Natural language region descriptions
※
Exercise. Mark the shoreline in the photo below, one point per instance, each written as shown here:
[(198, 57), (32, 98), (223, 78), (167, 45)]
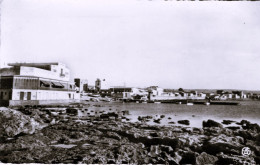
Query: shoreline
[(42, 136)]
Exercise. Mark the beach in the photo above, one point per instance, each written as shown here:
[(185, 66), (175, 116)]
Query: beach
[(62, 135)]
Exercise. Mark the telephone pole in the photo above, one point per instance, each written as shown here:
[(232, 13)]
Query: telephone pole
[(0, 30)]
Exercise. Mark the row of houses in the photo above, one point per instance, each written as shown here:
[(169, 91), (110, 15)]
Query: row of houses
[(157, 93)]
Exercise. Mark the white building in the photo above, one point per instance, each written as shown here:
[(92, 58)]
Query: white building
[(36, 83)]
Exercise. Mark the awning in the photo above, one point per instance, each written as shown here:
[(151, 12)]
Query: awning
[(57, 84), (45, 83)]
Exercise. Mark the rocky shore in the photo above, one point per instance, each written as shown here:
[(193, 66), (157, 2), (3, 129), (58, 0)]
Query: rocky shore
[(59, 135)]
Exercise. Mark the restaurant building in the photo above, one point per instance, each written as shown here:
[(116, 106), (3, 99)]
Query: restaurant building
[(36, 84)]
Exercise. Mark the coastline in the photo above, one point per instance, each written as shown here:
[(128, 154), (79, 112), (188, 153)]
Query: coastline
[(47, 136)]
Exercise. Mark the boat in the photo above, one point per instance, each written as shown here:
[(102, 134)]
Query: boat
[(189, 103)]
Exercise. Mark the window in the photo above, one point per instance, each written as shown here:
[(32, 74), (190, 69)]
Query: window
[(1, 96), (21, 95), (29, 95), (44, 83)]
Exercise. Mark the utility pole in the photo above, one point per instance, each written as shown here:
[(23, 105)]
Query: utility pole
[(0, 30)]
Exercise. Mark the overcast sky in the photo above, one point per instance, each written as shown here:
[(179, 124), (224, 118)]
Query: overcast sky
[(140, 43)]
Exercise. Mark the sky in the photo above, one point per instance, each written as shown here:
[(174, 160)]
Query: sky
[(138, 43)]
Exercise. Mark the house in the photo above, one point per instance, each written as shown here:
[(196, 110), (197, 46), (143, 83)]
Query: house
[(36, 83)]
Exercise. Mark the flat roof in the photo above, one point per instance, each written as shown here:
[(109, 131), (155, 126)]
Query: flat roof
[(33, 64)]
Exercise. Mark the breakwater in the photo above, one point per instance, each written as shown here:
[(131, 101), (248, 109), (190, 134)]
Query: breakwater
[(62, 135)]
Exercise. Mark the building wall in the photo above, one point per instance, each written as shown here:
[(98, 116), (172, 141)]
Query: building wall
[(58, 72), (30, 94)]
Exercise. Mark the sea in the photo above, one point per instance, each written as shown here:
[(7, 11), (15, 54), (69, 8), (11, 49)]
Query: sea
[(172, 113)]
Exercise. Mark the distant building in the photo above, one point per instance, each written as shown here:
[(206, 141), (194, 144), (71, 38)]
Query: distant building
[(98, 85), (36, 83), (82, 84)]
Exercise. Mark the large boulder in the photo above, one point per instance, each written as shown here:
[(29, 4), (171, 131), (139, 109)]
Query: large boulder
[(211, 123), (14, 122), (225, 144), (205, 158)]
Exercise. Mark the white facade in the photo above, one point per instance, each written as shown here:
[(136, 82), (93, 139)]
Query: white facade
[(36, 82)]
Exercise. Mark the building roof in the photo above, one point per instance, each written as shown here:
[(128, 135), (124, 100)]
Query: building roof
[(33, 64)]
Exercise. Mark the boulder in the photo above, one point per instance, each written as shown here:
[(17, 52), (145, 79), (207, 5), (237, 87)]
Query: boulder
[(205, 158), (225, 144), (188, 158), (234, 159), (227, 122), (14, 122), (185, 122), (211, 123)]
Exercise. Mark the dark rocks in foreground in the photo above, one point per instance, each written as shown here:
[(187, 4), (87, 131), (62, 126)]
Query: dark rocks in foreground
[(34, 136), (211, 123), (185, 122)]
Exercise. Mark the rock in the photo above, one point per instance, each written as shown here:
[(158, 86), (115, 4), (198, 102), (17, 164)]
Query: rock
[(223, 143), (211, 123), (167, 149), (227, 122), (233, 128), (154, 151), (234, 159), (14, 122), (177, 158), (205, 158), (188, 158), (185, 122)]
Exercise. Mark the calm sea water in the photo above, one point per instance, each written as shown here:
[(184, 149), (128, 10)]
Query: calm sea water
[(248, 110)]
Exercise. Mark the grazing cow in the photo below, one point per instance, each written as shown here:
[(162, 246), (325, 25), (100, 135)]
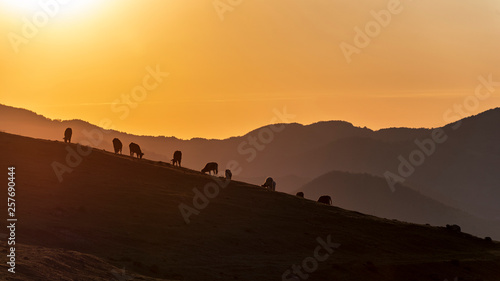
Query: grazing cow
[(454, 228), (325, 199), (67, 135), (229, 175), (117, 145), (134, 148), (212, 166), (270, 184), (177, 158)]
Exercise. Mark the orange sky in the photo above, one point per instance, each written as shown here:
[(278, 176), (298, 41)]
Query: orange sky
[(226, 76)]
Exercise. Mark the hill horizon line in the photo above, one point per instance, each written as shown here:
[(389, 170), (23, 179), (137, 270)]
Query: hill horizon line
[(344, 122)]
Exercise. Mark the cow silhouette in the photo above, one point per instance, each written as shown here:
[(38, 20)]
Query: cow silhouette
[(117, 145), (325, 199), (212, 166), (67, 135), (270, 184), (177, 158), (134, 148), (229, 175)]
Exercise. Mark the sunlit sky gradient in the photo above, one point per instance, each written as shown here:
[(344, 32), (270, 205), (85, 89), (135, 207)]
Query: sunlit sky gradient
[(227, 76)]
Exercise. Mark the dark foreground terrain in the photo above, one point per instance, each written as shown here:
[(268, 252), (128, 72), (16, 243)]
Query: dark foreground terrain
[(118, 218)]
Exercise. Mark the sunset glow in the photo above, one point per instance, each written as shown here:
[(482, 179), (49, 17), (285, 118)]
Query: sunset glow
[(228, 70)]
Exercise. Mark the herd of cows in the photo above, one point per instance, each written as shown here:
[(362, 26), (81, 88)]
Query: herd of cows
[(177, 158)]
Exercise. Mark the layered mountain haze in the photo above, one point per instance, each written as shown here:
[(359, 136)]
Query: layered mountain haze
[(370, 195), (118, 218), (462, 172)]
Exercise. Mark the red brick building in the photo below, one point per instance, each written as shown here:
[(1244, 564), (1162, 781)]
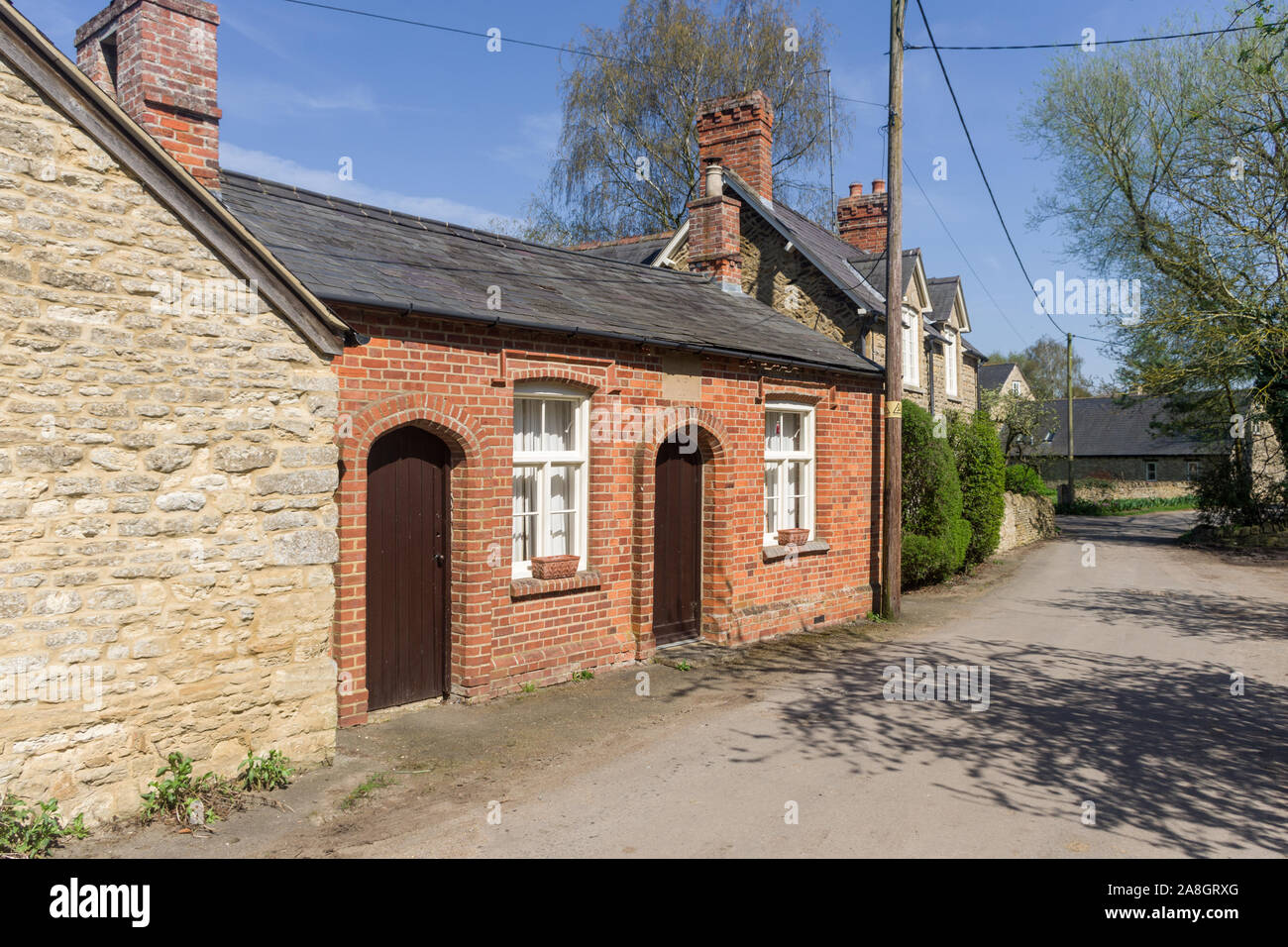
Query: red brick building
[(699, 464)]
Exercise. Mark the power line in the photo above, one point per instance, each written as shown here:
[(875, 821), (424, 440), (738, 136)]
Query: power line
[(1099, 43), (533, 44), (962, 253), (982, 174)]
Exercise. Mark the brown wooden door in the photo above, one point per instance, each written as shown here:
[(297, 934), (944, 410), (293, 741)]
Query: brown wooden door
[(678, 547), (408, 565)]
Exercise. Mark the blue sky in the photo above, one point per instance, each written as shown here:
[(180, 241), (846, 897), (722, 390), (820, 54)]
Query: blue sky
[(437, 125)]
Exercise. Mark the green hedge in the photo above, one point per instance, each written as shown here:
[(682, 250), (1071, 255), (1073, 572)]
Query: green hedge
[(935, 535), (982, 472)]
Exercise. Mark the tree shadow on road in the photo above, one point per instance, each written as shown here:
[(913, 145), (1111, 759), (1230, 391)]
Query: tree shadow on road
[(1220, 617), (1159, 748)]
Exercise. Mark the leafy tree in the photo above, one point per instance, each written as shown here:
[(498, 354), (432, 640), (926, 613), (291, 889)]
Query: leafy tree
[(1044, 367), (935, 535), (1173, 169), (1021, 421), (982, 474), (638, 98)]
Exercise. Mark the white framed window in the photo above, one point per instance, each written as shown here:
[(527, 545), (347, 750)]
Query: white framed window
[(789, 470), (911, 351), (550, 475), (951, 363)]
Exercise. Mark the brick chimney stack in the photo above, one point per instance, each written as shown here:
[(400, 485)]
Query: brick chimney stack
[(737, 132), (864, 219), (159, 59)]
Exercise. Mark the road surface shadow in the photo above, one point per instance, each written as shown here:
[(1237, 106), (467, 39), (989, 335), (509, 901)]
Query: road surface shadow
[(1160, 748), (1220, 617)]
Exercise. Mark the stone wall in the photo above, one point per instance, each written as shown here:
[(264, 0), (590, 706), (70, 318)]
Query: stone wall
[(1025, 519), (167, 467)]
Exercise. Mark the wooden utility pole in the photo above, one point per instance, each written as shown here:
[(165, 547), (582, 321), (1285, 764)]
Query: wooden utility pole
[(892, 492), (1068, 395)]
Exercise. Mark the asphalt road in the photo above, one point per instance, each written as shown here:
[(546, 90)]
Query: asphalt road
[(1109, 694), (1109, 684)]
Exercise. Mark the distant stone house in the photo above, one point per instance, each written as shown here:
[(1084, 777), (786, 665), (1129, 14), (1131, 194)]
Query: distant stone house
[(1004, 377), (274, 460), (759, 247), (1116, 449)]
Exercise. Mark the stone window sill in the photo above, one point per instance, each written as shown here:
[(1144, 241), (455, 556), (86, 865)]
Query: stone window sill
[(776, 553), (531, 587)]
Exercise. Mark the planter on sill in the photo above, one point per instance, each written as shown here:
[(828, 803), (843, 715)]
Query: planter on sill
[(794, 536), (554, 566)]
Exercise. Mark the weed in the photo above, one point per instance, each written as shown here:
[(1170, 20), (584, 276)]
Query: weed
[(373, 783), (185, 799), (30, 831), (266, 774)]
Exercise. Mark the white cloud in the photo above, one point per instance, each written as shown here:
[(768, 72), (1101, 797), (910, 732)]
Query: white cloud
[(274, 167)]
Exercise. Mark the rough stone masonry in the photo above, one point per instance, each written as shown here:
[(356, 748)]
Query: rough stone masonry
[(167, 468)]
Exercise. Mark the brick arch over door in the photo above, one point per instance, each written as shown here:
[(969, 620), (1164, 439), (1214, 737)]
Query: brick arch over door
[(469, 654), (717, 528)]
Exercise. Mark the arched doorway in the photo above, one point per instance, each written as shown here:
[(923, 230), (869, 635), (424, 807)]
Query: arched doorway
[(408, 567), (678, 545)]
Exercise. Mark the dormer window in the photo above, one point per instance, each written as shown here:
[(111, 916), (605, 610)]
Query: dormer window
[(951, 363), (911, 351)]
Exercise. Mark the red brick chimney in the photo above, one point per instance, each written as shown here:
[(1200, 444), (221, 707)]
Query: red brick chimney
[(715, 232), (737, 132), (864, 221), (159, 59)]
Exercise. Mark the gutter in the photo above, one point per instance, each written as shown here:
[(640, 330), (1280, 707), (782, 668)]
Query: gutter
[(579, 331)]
※
Above are the lines; repeat exactly the ones from the line containing "Query: stone window sill" down to the line containing "[(1170, 20), (584, 276)]", both inclusive.

Query: stone window sill
[(776, 553), (531, 587)]
Exercise. Mark the planter on sill in the photo above, one point per instance, each written as shown here:
[(828, 803), (843, 715)]
Query: planter on sill
[(794, 536), (554, 566)]
Exercise. Mark the weed in the photo above, one point per instance, each written as shown here:
[(1170, 20), (584, 276)]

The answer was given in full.